Extrait du texte:
-- -- --
Le promoteur de la liberté de navigation 

         Le droit de la mer sur lequel Grotius s’appuie est assurément nouveau par rapport au droit existant, celui exprimé par le jus commune. Ce droit accorde aux puissances maritimes d’importants pouvoirs de police et de justice, de jurisdictio, sur des espaces maritimes parfois très étendus[6]. Mais Grotius ne trouve pas dans ce droit une protection suffisante pour la défense des intérêts bataves puisque les Provinces-Unies ne sont pas constituées en entité politique reconnue. Il choisit donc dans le Mare liberum de retourner aux origines mêmes de ce droit, c’est à dire au droit romain qui proclame sans détour la liberté des mers.
-- -- --
Tâches à réaliser:
(a) Selon l'extrait sur Grotius et la liberté de navigation, vers quel droit Grotius choisit-il de revenir dans le Mare liberum ?
(b) Poursuivez le texte sur Grotius et la liberté de navigation après sa dernière phrase.

Enregistrements d'un jeu de données d'annotation par points
-- -- --
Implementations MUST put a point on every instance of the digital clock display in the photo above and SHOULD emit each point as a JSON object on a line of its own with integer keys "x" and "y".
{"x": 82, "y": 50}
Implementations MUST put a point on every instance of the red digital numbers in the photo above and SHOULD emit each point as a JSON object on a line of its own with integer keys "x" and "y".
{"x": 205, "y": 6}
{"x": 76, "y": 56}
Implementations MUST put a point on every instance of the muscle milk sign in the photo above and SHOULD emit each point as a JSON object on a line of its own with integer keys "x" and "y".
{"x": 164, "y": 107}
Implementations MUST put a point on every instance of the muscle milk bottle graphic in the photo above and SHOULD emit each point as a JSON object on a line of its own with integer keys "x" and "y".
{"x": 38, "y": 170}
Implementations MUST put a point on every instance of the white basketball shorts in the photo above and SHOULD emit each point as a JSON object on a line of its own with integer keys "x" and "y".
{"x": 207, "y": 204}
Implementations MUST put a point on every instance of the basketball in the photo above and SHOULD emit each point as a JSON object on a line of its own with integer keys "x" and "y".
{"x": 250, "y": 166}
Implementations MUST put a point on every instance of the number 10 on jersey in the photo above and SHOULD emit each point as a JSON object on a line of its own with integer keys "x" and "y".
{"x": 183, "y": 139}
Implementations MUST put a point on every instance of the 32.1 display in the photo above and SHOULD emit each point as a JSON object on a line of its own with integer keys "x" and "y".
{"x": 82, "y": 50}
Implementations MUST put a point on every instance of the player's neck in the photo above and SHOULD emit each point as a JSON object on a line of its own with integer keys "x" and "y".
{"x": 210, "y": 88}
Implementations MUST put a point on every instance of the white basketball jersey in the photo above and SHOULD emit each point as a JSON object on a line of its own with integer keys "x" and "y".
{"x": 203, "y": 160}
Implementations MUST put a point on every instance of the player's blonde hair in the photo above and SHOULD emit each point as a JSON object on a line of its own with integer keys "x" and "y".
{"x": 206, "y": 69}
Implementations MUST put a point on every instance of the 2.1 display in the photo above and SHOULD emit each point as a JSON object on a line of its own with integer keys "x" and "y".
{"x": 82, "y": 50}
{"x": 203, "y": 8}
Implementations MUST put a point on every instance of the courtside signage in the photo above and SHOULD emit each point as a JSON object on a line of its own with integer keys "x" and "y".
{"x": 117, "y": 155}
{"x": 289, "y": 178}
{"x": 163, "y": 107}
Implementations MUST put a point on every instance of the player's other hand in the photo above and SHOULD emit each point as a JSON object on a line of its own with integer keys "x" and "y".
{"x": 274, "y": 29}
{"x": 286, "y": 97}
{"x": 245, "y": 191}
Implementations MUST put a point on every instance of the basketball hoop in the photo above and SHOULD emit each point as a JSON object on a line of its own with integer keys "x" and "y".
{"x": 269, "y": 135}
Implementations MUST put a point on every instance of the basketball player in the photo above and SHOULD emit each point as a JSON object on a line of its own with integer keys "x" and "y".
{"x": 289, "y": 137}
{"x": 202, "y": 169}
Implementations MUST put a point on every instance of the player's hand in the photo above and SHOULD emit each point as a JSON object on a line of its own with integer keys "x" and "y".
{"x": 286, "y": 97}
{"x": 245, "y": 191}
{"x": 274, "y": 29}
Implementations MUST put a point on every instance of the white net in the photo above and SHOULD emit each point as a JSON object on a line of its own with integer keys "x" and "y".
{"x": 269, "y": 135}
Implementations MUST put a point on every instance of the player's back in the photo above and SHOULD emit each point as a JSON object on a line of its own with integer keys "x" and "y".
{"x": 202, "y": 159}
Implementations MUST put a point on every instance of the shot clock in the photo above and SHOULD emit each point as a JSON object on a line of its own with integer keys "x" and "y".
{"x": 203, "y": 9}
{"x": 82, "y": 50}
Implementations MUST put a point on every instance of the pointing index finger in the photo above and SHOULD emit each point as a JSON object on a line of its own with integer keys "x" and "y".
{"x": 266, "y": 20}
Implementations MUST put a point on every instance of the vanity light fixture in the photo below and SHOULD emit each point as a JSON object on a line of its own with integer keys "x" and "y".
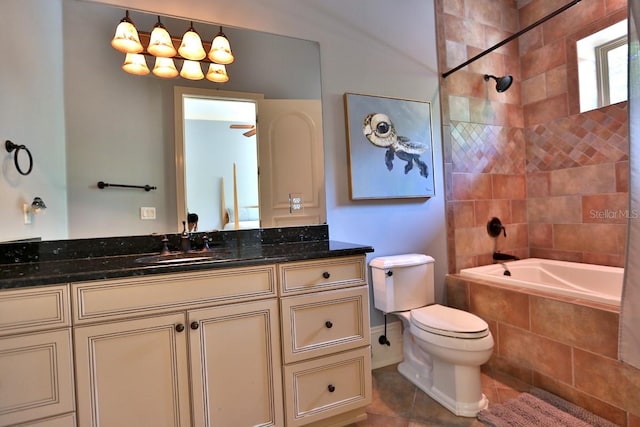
{"x": 135, "y": 63}
{"x": 165, "y": 49}
{"x": 165, "y": 68}
{"x": 217, "y": 73}
{"x": 36, "y": 206}
{"x": 126, "y": 39}
{"x": 191, "y": 46}
{"x": 160, "y": 44}
{"x": 220, "y": 52}
{"x": 191, "y": 70}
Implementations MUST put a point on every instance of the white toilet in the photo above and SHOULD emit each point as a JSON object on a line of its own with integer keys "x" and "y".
{"x": 443, "y": 347}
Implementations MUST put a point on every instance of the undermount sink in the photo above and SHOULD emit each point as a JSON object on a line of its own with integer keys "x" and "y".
{"x": 185, "y": 257}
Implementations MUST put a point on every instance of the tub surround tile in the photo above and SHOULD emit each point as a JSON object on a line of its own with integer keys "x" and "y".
{"x": 567, "y": 323}
{"x": 484, "y": 210}
{"x": 605, "y": 208}
{"x": 538, "y": 184}
{"x": 468, "y": 186}
{"x": 530, "y": 350}
{"x": 555, "y": 209}
{"x": 499, "y": 304}
{"x": 580, "y": 237}
{"x": 537, "y": 61}
{"x": 622, "y": 176}
{"x": 541, "y": 235}
{"x": 591, "y": 179}
{"x": 509, "y": 186}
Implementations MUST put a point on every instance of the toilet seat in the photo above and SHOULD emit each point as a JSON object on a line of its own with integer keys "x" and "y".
{"x": 449, "y": 322}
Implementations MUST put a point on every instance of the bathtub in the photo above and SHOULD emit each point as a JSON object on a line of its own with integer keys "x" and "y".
{"x": 572, "y": 279}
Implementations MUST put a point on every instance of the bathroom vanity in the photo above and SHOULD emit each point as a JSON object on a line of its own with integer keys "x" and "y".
{"x": 275, "y": 334}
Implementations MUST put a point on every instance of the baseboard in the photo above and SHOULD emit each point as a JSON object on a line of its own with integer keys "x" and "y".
{"x": 382, "y": 354}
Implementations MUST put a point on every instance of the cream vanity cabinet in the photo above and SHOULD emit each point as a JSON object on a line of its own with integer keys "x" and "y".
{"x": 36, "y": 367}
{"x": 326, "y": 341}
{"x": 196, "y": 348}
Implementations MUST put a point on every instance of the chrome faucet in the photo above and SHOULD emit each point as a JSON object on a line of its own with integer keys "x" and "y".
{"x": 185, "y": 238}
{"x": 499, "y": 256}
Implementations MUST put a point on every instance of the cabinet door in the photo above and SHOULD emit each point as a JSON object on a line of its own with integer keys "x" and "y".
{"x": 36, "y": 376}
{"x": 133, "y": 373}
{"x": 235, "y": 365}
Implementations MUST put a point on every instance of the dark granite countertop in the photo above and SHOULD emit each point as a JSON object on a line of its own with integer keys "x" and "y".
{"x": 50, "y": 270}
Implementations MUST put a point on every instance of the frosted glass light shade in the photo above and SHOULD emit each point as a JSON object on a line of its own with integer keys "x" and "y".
{"x": 221, "y": 50}
{"x": 191, "y": 70}
{"x": 134, "y": 63}
{"x": 191, "y": 46}
{"x": 165, "y": 68}
{"x": 217, "y": 73}
{"x": 160, "y": 43}
{"x": 126, "y": 38}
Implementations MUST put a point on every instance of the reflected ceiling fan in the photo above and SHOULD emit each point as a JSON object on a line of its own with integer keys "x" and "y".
{"x": 251, "y": 129}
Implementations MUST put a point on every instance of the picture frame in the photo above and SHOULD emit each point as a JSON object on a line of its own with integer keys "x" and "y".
{"x": 390, "y": 147}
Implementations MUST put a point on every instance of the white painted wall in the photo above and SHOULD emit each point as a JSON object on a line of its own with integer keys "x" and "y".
{"x": 32, "y": 114}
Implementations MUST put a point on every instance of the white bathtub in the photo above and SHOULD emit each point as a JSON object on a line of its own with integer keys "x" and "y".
{"x": 587, "y": 281}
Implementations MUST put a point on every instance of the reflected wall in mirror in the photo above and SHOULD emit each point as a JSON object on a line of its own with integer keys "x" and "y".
{"x": 117, "y": 127}
{"x": 217, "y": 158}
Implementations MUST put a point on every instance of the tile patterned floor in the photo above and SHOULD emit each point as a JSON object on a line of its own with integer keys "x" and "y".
{"x": 398, "y": 403}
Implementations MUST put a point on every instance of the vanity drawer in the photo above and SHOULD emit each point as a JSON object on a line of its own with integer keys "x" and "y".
{"x": 329, "y": 386}
{"x": 329, "y": 273}
{"x": 115, "y": 299}
{"x": 326, "y": 322}
{"x": 33, "y": 309}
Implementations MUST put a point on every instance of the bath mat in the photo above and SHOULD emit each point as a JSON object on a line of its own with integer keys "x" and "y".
{"x": 528, "y": 410}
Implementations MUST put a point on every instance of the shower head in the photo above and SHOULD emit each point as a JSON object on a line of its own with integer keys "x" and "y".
{"x": 502, "y": 83}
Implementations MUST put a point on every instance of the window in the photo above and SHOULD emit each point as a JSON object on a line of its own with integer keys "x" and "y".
{"x": 602, "y": 67}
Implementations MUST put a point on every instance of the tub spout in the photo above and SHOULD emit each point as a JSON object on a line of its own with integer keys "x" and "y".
{"x": 499, "y": 256}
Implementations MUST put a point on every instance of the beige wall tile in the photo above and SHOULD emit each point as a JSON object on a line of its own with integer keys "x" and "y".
{"x": 579, "y": 326}
{"x": 543, "y": 355}
{"x": 583, "y": 180}
{"x": 499, "y": 304}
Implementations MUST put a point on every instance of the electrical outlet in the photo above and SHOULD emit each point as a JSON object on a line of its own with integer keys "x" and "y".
{"x": 295, "y": 202}
{"x": 147, "y": 213}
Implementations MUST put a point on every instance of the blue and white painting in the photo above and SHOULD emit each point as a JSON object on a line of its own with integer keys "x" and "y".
{"x": 390, "y": 148}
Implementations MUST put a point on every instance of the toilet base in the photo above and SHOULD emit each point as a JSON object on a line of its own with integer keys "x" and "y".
{"x": 422, "y": 379}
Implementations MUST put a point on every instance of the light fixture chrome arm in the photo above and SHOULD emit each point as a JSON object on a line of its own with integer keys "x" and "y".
{"x": 511, "y": 37}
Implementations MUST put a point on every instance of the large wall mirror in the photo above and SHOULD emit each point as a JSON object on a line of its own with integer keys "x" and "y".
{"x": 119, "y": 128}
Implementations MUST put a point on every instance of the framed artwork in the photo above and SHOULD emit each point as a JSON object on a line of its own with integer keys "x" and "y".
{"x": 390, "y": 147}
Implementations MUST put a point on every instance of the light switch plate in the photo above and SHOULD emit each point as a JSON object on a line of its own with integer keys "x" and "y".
{"x": 147, "y": 213}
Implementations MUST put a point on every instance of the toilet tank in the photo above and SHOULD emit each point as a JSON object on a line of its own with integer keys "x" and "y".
{"x": 402, "y": 282}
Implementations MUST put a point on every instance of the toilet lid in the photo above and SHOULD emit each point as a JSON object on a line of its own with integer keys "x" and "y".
{"x": 447, "y": 321}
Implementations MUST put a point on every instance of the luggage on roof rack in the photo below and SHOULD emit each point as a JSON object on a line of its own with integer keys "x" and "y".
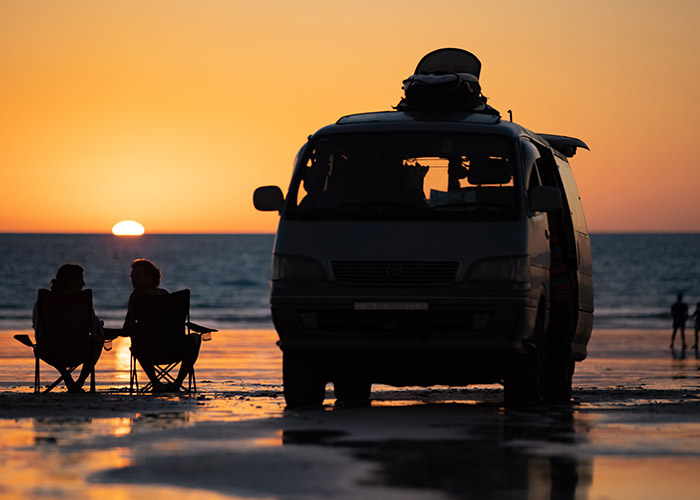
-- -- --
Problèmes résolus:
(a) Il revient au droit romain, qui proclame sans détour la liberté des mers.

(b)
L’argumentation du Mare Liberum

         Le Mare liberum[7] se présente sous la forme d’un mémoire d’avocat divisé en 13 courts chapitres. Après un premier chapitre où Grotius explique qu’en vertu du droit des gens la navigation est libre entre les peuples, il aborde les six raisons qui font que les Portugais sont démunis de titres pour interdire la navigation vers l’Inde : ils n’ont aucun droit de propriété au titre de la découverte, ni par suite de la « donation du souverain pontife », ni pour raison de guerre. Les Portugais n’ont également aucun droit exclusif de navigation, que ce soit au titre d’occupation, de donation, de prescription ou de coutume. Et enfin au chapitre VII, Grotius peut affirmer que, « en vertu du droit des gens, le commerce est libre entre tous ». Il n’est pas l’exclusivité des Portugais, que ce soit là encore à titre d’occupation, de donation, de prescription, de coutume ou d’équité. Le chapitre XIII conclut : « Les Hollandais doivent se maintenir dans le droit de commercer avec l’Inde, soit en paix, soit en trêve, soit en guerre avec ceux qui s’y opposent ».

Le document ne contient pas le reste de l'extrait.